Give the entries again, word for word.

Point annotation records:
◇ ◇ ◇ ◇
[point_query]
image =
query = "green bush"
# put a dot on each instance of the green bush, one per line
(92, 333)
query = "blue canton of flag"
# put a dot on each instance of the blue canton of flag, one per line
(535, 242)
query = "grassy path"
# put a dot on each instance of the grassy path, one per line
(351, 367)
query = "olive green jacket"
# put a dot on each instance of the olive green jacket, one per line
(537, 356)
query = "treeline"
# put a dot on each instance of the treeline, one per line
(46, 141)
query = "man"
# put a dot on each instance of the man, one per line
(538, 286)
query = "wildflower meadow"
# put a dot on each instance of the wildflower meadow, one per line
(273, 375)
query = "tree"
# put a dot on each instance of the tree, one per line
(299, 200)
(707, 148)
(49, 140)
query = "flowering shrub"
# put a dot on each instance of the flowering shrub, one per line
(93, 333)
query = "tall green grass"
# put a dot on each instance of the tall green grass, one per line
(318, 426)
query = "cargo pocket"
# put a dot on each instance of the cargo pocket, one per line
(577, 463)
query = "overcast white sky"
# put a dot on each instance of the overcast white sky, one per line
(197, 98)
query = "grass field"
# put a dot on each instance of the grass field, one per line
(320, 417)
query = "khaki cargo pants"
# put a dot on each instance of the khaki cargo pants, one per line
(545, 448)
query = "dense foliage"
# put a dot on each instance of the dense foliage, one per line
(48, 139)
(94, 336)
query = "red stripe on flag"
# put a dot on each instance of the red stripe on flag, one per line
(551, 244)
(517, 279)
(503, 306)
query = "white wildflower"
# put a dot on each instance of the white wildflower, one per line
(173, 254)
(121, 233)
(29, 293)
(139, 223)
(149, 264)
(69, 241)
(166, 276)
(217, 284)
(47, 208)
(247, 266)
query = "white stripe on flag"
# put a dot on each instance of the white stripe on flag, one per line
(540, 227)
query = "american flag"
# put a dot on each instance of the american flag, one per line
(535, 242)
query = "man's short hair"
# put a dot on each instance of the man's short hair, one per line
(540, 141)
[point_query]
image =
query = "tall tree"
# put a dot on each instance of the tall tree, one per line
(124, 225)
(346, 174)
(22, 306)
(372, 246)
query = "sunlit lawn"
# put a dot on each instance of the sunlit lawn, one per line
◇ ◇ ◇ ◇
- _SOLUTION_
[point_query]
image =
query = "green bush"
# put a dot on each instance of the green bush, one per line
(92, 333)
query = "blue canton of flag"
# put a dot on each instance of the blue canton of flag, one per line
(535, 242)
query = "grassy path"
# put a dot on each instance of the grassy path, one per line
(351, 367)
query = "olive green jacket"
# put a dot on each instance of the olive green jacket, one per line
(537, 356)
query = "treeline"
# put a dot on each instance of the treeline, one per line
(46, 141)
query = "man"
# put a dot on each instance of the man, one per line
(538, 286)
query = "wildflower meadow"
# put a dot on each instance of the wildflower meadow, one per line
(273, 375)
query = "tree"
# put a dot on each instance of the tree, one per line
(299, 200)
(707, 148)
(49, 140)
query = "flowering shrub"
# put a dot on each instance of the flowering shrub, one per line
(93, 333)
query = "tall green grass"
# put a dot on each instance of the tall green grass, one per line
(318, 426)
query = "cargo pocket"
# put a dot on each instance of the cargo pocket, one per line
(577, 463)
query = "overcast white sky"
# put a dot on each instance of the overcast white sky, one per line
(197, 98)
query = "grass field"
# put a dot on each instance of the grass field, one per line
(320, 417)
query = "khaki cargo pants"
# put a dot on each instance of the khaki cargo pants, one per line
(545, 448)
query = "dense foliage"
# put a dot on each instance of the dense foliage, one per line
(48, 139)
(94, 336)
query = "red stripe on flag"
# put a dot on each instance of the red stripe on flag, one per line
(551, 244)
(517, 279)
(503, 306)
query = "white wildflower"
# put a dot on each instance of the white wildflower, one per line
(173, 254)
(121, 233)
(29, 293)
(139, 223)
(149, 264)
(69, 241)
(166, 276)
(217, 284)
(47, 208)
(247, 266)
query = "white stripe on flag"
# put a dot on each instance of the white stripe on flag, one per line
(540, 227)
query = "american flag"
# put a dot on each instance of the american flag, one per line
(535, 242)
query = "man's short hair"
# put a dot on each instance of the man's short hair, one per line
(540, 141)
[point_query]
image =
query = "tall tree"
# put a dot on each instance of the tall tree, one per line
(124, 225)
(346, 174)
(22, 306)
(372, 246)
query = "sunlit lawn"
# put a dot on each instance of the sunlit lawn, one per line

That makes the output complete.